Reproduce exactly the lines from the line containing "Final verification step: confirm the presence of referee in" through the last line of the listing, and no others.

######

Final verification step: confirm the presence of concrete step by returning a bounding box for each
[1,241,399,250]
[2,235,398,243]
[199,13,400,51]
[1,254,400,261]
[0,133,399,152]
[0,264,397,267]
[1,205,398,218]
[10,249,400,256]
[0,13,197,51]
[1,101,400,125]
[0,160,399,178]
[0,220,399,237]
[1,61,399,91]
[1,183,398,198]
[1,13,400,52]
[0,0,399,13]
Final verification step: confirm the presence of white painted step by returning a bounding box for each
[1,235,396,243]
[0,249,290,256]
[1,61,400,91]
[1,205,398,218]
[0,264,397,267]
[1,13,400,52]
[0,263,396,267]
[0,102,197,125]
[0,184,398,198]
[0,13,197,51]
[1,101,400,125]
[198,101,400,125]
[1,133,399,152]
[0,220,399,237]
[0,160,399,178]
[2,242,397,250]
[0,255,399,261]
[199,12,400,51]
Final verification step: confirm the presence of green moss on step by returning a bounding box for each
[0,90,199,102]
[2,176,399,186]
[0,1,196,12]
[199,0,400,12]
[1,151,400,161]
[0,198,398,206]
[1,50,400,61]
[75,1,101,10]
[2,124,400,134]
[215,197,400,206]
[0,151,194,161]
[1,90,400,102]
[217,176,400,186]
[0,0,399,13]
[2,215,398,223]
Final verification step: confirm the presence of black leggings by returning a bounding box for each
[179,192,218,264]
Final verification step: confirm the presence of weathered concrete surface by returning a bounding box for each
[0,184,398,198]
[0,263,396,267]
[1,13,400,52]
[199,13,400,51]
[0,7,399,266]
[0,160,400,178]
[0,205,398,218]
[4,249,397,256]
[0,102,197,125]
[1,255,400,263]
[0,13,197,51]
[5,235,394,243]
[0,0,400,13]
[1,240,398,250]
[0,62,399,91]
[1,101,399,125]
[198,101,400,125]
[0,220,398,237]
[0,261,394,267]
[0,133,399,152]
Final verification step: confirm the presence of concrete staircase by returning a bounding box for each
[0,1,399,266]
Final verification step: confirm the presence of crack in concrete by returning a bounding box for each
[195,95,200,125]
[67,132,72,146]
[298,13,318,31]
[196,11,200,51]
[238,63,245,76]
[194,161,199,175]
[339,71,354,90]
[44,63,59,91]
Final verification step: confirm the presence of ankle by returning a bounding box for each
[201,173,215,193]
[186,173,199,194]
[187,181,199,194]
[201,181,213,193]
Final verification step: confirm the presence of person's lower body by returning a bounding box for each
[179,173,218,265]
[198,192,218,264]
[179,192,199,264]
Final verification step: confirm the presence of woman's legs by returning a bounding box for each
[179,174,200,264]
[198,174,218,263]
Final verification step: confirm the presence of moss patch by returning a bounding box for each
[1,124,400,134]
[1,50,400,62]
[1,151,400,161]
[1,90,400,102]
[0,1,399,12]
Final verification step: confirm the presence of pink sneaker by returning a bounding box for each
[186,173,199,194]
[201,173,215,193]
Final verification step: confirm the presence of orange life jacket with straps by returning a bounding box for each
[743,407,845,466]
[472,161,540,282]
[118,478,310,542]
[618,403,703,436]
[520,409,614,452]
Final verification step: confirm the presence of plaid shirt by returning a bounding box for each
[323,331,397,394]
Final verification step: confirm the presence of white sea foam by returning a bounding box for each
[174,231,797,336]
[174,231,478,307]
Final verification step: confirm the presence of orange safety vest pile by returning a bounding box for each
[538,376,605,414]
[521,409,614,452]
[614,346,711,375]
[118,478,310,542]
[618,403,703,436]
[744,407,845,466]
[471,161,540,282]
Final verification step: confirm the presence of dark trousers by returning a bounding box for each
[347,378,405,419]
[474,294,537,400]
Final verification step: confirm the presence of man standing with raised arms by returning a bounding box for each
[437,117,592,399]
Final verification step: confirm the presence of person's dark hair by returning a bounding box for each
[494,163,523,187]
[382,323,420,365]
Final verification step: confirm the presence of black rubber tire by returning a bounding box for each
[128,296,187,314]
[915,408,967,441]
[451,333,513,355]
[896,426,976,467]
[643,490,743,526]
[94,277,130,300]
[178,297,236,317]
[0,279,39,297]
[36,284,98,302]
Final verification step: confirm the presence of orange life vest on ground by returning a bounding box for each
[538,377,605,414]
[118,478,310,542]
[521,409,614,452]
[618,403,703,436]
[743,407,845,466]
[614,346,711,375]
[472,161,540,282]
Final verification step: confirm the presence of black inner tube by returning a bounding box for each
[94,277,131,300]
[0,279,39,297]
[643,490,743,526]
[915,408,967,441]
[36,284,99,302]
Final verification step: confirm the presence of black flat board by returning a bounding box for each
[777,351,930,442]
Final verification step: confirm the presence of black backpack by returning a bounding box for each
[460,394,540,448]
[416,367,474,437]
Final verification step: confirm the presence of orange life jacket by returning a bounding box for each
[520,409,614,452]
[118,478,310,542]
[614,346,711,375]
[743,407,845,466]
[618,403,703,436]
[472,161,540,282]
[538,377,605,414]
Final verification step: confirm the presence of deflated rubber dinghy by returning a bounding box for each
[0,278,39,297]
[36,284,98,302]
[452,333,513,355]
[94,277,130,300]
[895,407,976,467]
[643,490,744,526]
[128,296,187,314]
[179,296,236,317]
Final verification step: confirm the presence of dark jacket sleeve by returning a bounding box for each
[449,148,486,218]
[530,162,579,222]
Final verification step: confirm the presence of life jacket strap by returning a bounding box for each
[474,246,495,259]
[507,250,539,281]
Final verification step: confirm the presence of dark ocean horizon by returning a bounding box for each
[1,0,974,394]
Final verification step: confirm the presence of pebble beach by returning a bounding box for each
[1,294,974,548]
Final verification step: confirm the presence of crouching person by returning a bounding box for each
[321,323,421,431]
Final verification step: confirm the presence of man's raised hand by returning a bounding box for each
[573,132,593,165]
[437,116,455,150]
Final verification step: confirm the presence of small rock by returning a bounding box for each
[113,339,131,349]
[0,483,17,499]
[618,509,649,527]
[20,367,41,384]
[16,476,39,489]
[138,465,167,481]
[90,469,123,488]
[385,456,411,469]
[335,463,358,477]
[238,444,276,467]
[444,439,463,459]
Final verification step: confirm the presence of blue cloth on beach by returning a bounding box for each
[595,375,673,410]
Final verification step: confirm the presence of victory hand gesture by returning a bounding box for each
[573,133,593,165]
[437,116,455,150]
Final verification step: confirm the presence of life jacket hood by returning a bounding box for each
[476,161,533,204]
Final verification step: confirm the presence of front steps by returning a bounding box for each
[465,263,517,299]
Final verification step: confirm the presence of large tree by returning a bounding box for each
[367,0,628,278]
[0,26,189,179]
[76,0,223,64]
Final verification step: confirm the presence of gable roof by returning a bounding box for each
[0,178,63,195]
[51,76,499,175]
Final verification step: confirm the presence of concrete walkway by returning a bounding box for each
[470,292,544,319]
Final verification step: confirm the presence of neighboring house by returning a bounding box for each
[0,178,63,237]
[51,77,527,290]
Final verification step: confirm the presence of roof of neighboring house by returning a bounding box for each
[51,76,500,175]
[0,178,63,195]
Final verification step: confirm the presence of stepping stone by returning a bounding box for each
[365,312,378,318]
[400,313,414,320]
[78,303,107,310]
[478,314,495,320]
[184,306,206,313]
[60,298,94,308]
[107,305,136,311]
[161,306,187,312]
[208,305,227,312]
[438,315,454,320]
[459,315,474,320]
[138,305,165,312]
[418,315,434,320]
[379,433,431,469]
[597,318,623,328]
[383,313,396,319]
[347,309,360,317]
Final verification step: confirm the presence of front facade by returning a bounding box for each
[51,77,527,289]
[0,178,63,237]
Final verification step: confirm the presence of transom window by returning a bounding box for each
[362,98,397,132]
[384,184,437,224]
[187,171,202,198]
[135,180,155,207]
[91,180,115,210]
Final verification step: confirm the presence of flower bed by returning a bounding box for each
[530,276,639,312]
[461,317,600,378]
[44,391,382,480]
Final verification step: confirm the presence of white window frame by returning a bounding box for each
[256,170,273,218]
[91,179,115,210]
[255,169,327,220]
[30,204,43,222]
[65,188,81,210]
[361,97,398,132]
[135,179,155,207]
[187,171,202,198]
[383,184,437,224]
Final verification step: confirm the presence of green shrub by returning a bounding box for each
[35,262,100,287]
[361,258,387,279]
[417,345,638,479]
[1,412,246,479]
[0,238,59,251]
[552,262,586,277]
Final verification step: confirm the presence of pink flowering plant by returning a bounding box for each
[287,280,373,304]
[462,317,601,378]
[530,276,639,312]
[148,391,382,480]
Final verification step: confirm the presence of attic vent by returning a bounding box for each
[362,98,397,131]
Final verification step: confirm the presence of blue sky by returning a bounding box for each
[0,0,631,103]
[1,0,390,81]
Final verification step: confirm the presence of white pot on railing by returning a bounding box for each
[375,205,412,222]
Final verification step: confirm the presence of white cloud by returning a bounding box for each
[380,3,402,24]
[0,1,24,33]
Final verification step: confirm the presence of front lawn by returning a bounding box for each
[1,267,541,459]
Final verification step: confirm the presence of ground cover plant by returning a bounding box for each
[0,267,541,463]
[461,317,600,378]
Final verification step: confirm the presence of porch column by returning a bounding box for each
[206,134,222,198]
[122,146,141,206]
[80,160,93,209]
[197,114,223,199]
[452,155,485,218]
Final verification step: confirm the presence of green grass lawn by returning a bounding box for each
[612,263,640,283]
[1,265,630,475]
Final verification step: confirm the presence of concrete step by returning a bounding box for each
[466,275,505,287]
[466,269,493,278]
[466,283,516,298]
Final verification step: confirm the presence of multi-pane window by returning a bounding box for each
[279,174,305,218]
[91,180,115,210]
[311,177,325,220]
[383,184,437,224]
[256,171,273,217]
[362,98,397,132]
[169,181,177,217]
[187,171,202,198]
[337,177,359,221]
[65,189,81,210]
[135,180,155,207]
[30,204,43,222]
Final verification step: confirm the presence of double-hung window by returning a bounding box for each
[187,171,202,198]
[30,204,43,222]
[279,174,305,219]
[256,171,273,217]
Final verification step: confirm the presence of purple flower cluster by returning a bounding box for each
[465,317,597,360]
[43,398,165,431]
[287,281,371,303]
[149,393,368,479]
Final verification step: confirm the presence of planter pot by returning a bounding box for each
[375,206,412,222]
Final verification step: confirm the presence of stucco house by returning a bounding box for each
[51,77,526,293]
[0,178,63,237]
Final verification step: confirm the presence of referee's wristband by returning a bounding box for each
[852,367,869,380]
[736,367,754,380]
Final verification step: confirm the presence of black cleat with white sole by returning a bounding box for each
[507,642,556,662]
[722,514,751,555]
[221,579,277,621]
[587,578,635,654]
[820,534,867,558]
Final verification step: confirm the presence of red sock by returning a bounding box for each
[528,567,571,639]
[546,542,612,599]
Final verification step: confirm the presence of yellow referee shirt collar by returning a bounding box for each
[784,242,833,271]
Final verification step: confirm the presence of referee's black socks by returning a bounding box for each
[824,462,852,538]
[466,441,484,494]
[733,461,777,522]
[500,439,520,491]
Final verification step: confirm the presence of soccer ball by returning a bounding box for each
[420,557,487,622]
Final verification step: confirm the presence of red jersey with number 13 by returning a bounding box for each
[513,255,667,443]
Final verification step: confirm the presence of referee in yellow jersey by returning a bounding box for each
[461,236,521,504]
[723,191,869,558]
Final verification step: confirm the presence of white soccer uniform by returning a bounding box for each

######

**ANSWER:**
Final verification step: confirm the presence of referee in yellow jersey by returning a bounding box for each
[461,236,521,504]
[723,191,869,558]
Final verification step: confirm the presence of white soccer uniform by returning a bounding box for each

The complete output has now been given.